* WRITTEN PROBLEM A
State how many lines of the entries contain the word "font". Reply with the number only.

-------- PAGE EXTRACT --------

Compilation album by Atomic Kitten
- Released: 22 April 2003
- Studios: The Motor Museum Studio, Metropolis Studios, Wise Buddha Music Studios, etc.
- Genre: Pop
- Length: 41:50
- Label: Virgin
- Producers: Absolute; Trevor Steele; Hugh Goldsmith;

Atomic Kitten chronology
| Feels So Good (2002) | Atomic Kitten (2003) | Ladies Night (2003) |

= Atomic Kitten (album) =

2003 compilation album by Atomic Kitten

Atomic Kitten is a complilation album by English girl group Atomic Kitten. It was released by Virgin Records on 22 April 2003 in the United States, where their first two albums Right Now and Feels So Good had not been released yet, serving as their debut. In support of its release, the group partnered with Disney to feature their cover of "The Tide Is High" in the soundtrack of The Lizzie McGuire Movie, starring Hilary Duff.

-------- RECORDS --------

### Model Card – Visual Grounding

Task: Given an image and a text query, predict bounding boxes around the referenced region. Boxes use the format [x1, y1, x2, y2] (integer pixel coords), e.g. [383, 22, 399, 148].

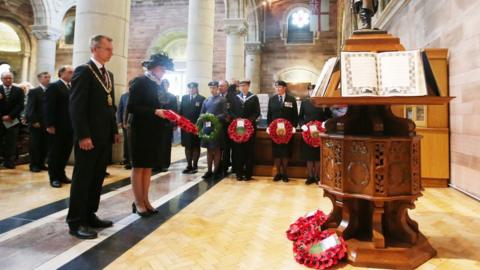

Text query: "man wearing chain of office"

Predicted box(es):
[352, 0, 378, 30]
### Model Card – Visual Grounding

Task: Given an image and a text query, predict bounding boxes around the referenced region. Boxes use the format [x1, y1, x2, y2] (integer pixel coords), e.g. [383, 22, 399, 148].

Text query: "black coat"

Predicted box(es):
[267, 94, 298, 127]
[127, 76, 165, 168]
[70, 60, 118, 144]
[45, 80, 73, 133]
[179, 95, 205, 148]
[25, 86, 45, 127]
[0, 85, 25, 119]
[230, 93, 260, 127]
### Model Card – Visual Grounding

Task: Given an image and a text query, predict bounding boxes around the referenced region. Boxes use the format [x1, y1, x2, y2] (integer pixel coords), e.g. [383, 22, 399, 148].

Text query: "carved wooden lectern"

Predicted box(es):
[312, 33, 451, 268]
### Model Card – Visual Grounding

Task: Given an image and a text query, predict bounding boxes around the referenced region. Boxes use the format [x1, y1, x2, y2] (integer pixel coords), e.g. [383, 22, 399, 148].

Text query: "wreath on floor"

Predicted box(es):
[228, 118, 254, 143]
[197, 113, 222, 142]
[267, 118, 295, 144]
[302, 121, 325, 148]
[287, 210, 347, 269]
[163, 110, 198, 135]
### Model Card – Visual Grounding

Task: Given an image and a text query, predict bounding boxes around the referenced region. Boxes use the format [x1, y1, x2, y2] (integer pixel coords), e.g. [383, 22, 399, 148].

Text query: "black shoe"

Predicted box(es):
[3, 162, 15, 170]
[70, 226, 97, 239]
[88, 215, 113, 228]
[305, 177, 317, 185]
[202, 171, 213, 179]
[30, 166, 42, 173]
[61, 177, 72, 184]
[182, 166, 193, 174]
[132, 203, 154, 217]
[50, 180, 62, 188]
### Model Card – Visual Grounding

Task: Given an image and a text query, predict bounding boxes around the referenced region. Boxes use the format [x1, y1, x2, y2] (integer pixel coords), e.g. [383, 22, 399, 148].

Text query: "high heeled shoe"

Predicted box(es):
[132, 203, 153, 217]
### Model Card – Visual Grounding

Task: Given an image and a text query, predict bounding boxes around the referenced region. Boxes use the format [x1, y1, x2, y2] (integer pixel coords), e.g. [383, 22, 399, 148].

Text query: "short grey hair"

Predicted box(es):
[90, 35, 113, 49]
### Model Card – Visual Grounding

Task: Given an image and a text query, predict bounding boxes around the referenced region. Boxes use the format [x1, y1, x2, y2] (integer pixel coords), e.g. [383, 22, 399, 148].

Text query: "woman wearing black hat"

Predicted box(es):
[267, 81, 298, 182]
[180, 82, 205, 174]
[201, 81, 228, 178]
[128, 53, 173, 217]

--------
-------- RECORDS --------

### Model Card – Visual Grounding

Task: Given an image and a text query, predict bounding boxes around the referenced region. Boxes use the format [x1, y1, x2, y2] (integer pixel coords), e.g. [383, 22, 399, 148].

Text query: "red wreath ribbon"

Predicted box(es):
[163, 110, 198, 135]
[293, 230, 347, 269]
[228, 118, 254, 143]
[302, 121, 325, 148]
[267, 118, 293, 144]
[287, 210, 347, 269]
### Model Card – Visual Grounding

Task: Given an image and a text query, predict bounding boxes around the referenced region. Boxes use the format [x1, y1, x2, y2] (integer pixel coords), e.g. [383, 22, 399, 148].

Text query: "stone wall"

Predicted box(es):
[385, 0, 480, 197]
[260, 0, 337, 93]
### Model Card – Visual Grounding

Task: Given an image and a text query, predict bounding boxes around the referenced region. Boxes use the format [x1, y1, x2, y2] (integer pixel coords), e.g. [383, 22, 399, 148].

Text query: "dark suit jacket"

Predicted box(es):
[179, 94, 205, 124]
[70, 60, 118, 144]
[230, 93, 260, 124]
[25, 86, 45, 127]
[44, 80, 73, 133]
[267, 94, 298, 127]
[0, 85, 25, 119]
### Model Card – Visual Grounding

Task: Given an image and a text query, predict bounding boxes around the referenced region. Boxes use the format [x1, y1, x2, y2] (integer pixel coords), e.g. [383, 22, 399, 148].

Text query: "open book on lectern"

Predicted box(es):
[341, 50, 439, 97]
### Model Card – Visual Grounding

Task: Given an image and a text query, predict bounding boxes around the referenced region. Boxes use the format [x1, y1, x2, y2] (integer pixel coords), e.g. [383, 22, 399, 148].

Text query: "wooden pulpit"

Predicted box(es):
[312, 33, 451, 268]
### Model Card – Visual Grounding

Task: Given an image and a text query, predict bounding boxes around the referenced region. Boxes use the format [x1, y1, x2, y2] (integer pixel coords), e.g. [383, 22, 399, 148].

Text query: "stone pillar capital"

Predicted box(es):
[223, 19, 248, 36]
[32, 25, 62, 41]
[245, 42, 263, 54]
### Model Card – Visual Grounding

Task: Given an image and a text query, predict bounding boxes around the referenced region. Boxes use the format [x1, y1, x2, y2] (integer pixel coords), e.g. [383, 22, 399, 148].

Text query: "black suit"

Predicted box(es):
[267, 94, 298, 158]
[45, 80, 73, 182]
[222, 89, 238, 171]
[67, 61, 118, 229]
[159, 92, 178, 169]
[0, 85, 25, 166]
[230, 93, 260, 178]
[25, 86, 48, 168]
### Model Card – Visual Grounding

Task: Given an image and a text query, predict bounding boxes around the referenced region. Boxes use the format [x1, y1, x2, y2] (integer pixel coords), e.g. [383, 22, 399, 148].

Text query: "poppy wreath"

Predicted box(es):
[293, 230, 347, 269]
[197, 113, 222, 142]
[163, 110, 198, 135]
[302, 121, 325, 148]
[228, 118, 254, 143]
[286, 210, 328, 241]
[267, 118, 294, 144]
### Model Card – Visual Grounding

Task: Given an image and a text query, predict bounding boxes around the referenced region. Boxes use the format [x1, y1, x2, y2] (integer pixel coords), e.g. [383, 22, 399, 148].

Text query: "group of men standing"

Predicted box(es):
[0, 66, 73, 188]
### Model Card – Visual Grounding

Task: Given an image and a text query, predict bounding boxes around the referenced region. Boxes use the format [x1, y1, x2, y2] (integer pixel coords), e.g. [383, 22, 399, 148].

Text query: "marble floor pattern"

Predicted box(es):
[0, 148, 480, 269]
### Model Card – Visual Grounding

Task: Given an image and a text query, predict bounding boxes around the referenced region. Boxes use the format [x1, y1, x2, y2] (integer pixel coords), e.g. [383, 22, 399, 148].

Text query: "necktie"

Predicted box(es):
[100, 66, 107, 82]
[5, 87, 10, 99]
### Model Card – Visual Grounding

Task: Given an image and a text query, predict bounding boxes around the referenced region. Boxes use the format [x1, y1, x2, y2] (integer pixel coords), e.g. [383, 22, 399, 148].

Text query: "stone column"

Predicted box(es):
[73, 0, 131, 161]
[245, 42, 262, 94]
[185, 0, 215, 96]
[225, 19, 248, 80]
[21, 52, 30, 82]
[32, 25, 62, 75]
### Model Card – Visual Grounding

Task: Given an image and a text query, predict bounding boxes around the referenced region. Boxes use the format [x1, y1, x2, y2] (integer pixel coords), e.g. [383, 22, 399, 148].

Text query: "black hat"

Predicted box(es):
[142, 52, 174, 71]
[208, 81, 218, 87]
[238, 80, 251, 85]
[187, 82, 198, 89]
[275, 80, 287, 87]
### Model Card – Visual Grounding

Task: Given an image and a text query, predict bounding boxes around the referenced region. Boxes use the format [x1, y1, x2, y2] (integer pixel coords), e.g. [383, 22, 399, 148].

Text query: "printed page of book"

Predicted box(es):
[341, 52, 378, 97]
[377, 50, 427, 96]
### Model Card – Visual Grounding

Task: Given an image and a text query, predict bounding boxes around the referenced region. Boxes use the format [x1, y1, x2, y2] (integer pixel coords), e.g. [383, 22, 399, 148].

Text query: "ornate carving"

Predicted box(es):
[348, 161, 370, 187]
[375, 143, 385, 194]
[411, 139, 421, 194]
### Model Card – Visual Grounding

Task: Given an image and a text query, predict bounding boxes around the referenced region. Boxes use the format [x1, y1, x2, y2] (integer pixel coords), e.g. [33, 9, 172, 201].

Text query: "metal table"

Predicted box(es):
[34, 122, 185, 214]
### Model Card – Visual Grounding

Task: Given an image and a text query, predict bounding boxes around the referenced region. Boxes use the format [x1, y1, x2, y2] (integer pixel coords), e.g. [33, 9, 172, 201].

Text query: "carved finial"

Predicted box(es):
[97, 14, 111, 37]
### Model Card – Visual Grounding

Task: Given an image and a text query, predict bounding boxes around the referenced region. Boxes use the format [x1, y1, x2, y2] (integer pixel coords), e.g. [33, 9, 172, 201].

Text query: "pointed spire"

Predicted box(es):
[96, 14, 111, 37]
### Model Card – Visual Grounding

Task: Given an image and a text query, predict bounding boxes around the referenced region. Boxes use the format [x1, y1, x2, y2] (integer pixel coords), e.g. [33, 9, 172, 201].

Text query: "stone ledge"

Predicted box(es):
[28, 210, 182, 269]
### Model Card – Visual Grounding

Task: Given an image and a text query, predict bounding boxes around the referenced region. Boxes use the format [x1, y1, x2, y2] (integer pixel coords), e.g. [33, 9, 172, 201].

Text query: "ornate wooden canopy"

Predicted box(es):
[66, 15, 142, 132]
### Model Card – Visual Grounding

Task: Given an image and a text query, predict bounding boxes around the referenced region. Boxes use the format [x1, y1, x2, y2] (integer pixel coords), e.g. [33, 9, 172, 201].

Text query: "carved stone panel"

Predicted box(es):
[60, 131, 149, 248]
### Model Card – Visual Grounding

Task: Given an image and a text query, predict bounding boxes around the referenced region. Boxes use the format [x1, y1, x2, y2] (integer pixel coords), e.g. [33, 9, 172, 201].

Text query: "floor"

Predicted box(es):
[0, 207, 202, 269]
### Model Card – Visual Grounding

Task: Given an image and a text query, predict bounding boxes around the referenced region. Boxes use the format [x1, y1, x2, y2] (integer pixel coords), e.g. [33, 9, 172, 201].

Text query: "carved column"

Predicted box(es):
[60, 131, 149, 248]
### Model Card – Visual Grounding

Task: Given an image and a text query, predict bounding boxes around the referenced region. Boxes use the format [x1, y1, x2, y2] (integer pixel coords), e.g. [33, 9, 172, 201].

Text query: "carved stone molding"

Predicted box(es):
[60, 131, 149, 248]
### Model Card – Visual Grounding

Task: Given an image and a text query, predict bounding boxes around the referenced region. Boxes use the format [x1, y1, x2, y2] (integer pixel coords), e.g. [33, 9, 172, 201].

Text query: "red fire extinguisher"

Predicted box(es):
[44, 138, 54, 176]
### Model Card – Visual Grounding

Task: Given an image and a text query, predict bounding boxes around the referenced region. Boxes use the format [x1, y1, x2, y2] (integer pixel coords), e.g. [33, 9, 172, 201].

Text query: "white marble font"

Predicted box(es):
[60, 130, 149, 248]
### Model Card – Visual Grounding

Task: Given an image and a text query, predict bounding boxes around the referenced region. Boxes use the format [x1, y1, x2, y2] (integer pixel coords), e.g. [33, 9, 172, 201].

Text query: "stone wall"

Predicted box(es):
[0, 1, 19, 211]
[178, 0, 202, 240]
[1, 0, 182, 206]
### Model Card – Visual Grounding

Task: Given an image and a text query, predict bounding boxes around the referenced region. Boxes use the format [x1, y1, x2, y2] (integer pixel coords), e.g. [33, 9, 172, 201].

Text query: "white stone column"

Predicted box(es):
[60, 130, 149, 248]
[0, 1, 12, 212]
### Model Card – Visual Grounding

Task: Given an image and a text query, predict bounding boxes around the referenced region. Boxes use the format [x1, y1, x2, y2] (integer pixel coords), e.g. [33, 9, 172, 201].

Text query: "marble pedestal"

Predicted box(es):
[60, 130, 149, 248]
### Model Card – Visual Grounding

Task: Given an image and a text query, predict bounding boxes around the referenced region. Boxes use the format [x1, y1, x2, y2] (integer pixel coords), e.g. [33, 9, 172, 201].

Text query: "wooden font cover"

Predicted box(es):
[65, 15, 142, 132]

--------

* WRITTEN PROBLEM B
Continue the article on the Atomic Kitten album from the point where it stops.

* WRITTEN RESPONSE A
2

* WRITTEN RESPONSE B
==Critical reception==

Dan Aquilante of the New York Post prasied Atomic Kitten's self-titled album for its catchy, radio-friendly sound, highlighting "It's OK," their fresh take on "The Tide Is High," and the Motown-influenced ballad "Love Doesn't Have to Hurt."

Professional ratings
Review scores
| Source | Rating |
| New York Post | Star Half star |

==Commercial performance==
Despite promotional efforts, the album failed to chart on the US Billboard 200. In New Zealand, where the group's previous albums Right Now and Feels So Good had achieved success, the album peaked at number seven.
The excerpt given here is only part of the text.